BEGIN Text section

Predibase's guide to distilling smaller models emphasizes diverse, non-repetitive, balanced datasets. The more scenarios covered, the better generalization. Quality of the teacher's output serves as an upper limit for the student's performance, which means maximizing teacher quality before distillation is a non-negotiable prerequisite. The guide also addresses a common failure mode: teams that distill from a narrow subset of production data end up with a model that performs well on the common cases but fails on the edge cases that matter most.

Aggarwal et al. benchmark embedding-based classification against LLM prompting across multiple datasets. The results are unambiguous for classification tasks: embeddings achieve 44.1% accuracy versus 29.5% for prompting (+49.5% relative), with 81x faster text classification latency (15ms vs 1,220ms) and 10x lower annual cost at 63 million requests ($9,179 vs $92,325). Crucially, embeddings also produce well-calibrated probability distributions suitable for confidence thresholds, while LLM prompting returns concentrated scores that are "mostly uninformative" for real-world decisions. This means embeddings not only classify better but also tell you how confident they are in the classification.

Yan identifies evaluation as "a major differentiator between folks rushing out hot garbage and those seriously building products." His seven-pattern framework (evals, RAG, fine-tuning, caching, guardrails, defensive UX, user feedback) maps to the strategies in this article: evals sit inside every strategy, RAG is a variant of the hybrid pattern, fine-tuning is the distillation strategy. The vocabulary differs; the engineering principles converge. His emphasis on hybrid retrieval (traditional BM25 + semantic search) also supports the article's point that embedding-based approaches and deterministic code are not alternatives to LLMs but complements.

Meta's engineering blog articulates the lifecycle trajectory: start with prompting if baseline accuracy exceeds 85%, add RAG for knowledge-intensive problems, and fine-tune "only when the model's intrinsic behavior must be altered robustly and persistently." They note that hosting a fine-tuned model can cost more than the base model due to infrastructure overhead, making distillation to smaller models often more economical. Their recommendation of hybrid solutions combining fine-tuning and RAG as "often yield the best results" aligns with the article's lifecycle diagram showing systems migrating through strategies as they mature.

END Text section

◆ Work to complete
A: Please reproduce the text on LLM engineering strategies between "Aggarwal et al." and "in the classification.", inclusive.
B: Write what comes next in the text on LLM engineering strategies, starting after its final sentence.

BEGIN Input data

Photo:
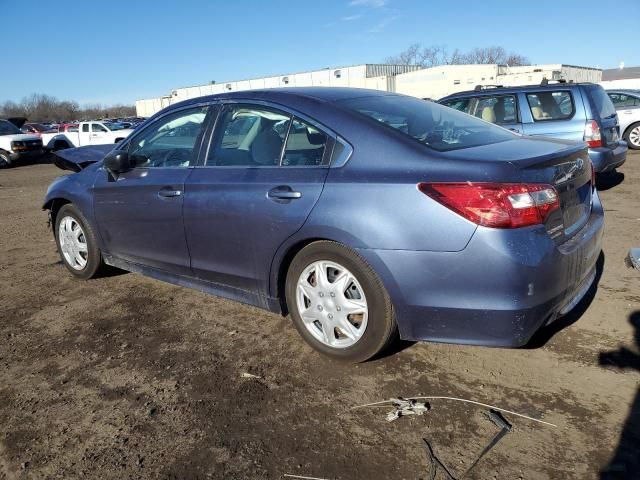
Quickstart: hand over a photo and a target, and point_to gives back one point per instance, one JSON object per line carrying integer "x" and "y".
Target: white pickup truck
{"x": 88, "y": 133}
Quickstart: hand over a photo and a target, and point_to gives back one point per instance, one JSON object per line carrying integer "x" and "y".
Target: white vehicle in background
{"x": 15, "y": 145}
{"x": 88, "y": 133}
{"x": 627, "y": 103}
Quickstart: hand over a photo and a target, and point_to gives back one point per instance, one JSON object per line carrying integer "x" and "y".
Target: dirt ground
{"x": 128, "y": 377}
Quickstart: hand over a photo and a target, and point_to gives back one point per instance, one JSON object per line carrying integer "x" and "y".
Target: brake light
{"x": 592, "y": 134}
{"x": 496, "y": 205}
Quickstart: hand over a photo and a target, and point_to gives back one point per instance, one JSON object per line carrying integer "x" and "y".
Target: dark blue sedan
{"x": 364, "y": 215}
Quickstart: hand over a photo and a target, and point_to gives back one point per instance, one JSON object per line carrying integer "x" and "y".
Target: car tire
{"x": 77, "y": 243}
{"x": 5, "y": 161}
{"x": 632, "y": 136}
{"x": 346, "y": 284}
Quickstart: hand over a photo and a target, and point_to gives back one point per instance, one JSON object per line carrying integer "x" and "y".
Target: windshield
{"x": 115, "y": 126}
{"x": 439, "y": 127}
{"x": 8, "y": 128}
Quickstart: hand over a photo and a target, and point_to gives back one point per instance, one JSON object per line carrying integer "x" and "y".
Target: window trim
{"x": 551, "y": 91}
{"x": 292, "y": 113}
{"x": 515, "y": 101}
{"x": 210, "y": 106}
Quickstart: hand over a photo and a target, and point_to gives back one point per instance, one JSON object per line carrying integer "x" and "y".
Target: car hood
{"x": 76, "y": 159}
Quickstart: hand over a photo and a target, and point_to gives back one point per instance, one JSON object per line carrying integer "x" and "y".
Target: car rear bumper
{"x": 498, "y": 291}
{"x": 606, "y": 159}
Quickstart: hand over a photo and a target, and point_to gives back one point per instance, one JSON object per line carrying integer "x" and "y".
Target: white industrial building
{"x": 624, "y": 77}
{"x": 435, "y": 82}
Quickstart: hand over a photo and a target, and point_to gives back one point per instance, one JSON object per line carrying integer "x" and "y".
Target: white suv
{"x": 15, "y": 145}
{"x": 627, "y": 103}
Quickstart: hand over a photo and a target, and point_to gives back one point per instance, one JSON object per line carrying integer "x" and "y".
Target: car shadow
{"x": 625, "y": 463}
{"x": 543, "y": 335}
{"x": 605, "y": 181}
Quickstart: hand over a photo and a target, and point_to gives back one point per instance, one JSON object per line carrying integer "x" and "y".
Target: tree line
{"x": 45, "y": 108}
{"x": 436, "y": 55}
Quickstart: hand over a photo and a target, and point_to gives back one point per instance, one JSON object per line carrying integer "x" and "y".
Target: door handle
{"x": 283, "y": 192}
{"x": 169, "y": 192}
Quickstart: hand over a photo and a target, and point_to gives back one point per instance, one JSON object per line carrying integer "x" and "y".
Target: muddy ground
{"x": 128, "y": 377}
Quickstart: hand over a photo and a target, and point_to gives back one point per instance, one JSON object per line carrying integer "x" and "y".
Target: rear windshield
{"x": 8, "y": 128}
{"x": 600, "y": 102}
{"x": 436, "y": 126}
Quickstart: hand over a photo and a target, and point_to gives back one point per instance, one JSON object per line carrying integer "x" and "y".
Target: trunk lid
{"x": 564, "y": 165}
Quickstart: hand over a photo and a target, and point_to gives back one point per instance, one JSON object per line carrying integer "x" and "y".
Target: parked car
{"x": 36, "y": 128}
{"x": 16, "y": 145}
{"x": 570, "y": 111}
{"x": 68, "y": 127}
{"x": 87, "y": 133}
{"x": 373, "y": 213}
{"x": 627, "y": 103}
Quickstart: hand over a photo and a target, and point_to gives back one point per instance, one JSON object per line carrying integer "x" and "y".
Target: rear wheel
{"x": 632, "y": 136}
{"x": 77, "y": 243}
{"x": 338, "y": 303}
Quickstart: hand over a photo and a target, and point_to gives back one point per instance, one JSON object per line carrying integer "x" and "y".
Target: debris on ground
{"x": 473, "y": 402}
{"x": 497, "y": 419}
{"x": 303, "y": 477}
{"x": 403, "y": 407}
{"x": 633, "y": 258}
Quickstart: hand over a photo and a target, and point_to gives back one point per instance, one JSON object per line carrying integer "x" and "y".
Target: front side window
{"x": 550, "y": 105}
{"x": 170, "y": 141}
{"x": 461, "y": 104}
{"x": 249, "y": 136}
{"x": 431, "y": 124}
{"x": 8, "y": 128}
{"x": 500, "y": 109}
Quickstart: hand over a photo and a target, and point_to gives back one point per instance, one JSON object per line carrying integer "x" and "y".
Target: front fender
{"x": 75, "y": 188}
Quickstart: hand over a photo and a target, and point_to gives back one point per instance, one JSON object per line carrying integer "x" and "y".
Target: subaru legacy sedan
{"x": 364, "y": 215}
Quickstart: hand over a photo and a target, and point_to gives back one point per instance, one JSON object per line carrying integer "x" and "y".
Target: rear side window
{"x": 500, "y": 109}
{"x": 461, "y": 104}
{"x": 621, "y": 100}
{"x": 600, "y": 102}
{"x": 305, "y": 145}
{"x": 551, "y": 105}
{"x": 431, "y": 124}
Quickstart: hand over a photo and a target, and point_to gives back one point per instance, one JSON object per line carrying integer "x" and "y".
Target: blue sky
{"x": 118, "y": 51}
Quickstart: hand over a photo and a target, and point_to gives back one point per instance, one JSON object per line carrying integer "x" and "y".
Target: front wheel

END Input data

◆ Results of the tasks
A:
Aggarwal et al. benchmark embedding-based classification against LLM prompting across multiple datasets. The results are unambiguous for classification tasks: embeddings achieve 44.1% accuracy versus 29.5% for prompting (+49.5% relative), with 81x faster text classification latency (15ms vs 1,220ms) and 10x lower annual cost at 63 million requests ($9,179 vs $92,325). Crucially, embeddings also produce well-calibrated probability distributions suitable for confidence thresholds, while LLM prompting returns concentrated scores that are "mostly uninformative" for real-world decisions. This means embeddings not only classify better but also tell you how confident they are in the classification.

B:
Husain reports that 60-80% of development time in real LLM projects is spent on error analysis and evaluation, not building features. His recommended workflow is striking in its simplicity: thirty minutes reviewing 20-50 outputs after each change, with a single domain expert as "benevolent dictator" evaluating pass/fail. This holds regardless of which strategy you choose. The evaluation discipline described in the companion Week 3 articles (Prompts Are Code, promptfoo walkthrough) implements this loop with tooling; Husain's point is that the loop itself matters more than the tooling.

Featherless AI's 2026 pricing survey documents the shift: competitive models like DeepSeek V3.2 charge $0.28 per million input tokens, compared to GPT-4's $30 per million in 2024. That is a hundred-fold reduction in two years. The report notes that "80% of applications work fine with $0.40-$2.50/MTok range; only coding agents, reasoning, multi-step planning benefit from $10+/MTok models." This price collapse recalibrates every decision in the framework. Tasks that were "too expensive to prompt" are now cheap. Tasks that were "worth fine-tuning" may no longer justify the upfront investment. The framework survives because it asks "what does the task require?" not "what does the model cost?" But the answers change. Revisit quarterly.

Shankar's data-flywheel pattern (evaluate, monitor, continually improve) describes the lifecycle within each strategy. Her SPADE framework for data quality assertions applies whether you are evaluating prompt outputs, embedding model accuracy, or fine-tuned model behavior. The PROMPTEVALS dataset (2,087 prompts, 12,623 assertions) is a useful benchmark for evaluating models' ability to generate guardrails. The tooling is strategy-agnostic; the practice is universal.